> YOUR GOAL: Could you retype the entries below exactly, omitting every picture?
===============
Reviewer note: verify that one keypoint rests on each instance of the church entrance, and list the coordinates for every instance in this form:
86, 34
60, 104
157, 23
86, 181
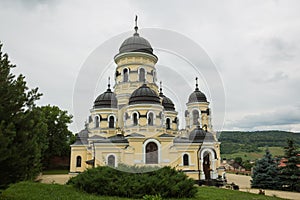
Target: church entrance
206, 166
151, 153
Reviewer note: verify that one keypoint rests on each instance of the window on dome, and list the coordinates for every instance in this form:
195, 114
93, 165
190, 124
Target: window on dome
125, 75
97, 122
142, 75
168, 123
111, 161
78, 161
185, 160
196, 117
151, 153
135, 119
150, 119
111, 122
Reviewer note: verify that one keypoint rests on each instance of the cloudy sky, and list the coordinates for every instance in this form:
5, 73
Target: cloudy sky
254, 45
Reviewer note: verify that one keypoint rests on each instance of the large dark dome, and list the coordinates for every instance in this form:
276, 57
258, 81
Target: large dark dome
144, 95
136, 44
168, 104
106, 100
197, 96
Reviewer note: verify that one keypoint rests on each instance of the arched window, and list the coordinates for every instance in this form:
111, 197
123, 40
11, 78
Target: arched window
111, 122
135, 119
196, 117
154, 76
97, 122
185, 160
151, 153
168, 123
142, 75
111, 161
125, 75
78, 161
150, 119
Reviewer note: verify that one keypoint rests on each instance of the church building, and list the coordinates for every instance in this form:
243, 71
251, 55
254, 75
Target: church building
134, 123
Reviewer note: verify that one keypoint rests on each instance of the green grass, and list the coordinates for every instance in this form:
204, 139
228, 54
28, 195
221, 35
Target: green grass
57, 171
37, 191
275, 151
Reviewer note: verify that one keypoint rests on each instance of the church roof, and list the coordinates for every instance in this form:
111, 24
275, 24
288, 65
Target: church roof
197, 96
81, 137
136, 43
107, 99
166, 135
144, 95
134, 135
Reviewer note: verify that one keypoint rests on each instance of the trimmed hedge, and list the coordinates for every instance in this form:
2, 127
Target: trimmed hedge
165, 182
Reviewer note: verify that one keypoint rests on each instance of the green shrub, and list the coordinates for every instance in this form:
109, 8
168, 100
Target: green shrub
164, 182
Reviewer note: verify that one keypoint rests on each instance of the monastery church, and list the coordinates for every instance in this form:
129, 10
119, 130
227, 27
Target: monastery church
134, 123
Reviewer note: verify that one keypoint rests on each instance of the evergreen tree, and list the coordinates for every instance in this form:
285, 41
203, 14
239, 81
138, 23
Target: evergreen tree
58, 136
265, 173
21, 127
290, 173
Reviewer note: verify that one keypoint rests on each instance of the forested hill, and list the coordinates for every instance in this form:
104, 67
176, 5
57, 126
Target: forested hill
234, 141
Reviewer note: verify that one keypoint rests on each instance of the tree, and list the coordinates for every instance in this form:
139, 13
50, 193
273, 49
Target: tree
58, 137
290, 173
21, 127
265, 173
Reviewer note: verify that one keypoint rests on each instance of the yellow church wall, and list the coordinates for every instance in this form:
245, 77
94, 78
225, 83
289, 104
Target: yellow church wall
83, 153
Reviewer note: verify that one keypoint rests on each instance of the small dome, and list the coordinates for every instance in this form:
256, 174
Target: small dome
===============
> WRITTEN SOLUTION:
Reviewer note: verify that one keypoint rests on each instance of the church entrance, and list the coordinates for every instance in this form:
86, 34
60, 104
157, 23
86, 181
Target: church entrance
206, 166
151, 153
Reviewer note: verify that one keypoint rests on each instance of the window on dome, and list the coordinates for every instance in this form:
195, 114
93, 165
190, 124
Target: window on dome
125, 75
97, 122
142, 75
168, 123
111, 161
78, 161
185, 160
196, 117
151, 153
135, 119
150, 119
111, 122
Reviewer note: verify that one keypoint rests on each instance of the cloudy sky, and list the coordinates for every instance in this form:
5, 73
Target: cloudy sky
254, 45
Reviewer note: verify that one keypoint rests on each instance of the large dark dome, and list the coordinates for every instance in this form:
276, 57
258, 81
Target: large dark dome
144, 95
136, 44
168, 104
106, 100
197, 96
Reviewer note: verify that one keypoint rests on each instance of the arched window, and list the coordinates for every instance in this form:
111, 197
123, 40
11, 78
Target: arched window
111, 122
135, 119
196, 117
154, 76
97, 122
185, 160
151, 153
168, 123
142, 75
111, 161
125, 75
78, 161
150, 119
Reviewer note: verify that one keypoint rests on each instance of the church building, and list the coordinates for every instance in this form:
243, 71
251, 55
254, 75
Target: church building
134, 123
Reviewer note: verify that one keypoint rests on each instance of the green grass, and list the coordinates for every instance in this form:
204, 139
228, 54
28, 195
221, 35
Target: green grass
57, 171
37, 191
275, 151
Reviewer note: verify that one keypoint rests on each instance of the church roof, and list the coordinates for every instance in this form:
111, 24
275, 24
288, 65
Target: church roof
197, 96
81, 137
136, 43
107, 99
166, 135
144, 95
134, 135
Reviewer note: verify that one keypoint rests on each instance of the trimmed hedge, and list the coordinates for every instance in this form:
2, 127
Target: trimmed hedge
165, 182
Reviewer note: verify that one keypoint rests on each instance of the green shrub, and list the coordinates for every instance in this form:
109, 8
168, 100
Target: green shrub
164, 182
Reviewer note: verify that one keypoint rests on each instance of the monastery church, and list the coordinates for every instance in this form:
129, 10
119, 130
227, 27
Target: monastery church
134, 123
Reviewer note: verify that one keypoint rests on each instance of the evergreen tree, and list the coordinates for every instance in this form:
285, 41
203, 14
239, 81
138, 23
Target: evergreen tree
58, 136
265, 173
21, 127
290, 173
Reviewer note: verify that one keypoint rests on each instance of the forested hill, and list the coordinates for every instance in this form:
104, 67
176, 5
57, 126
Target: forested hill
234, 141
Reviewer note: verify that one keypoint rests on each instance of the tree, and list the coordinates for every instance in this form:
139, 13
50, 193
273, 49
Target: tree
58, 137
290, 173
21, 127
265, 173
Reviewer note: verify that one keypoint rests on each instance of the yellow church wall, and list the coordinates for every instance in this form:
245, 77
94, 78
225, 83
289, 104
Target: yellow church wall
83, 153
Reviewer note: verify that one keypoint rests on each instance of the small dome, and list the coordinates for every instance in this form:
256, 174
Target: small dome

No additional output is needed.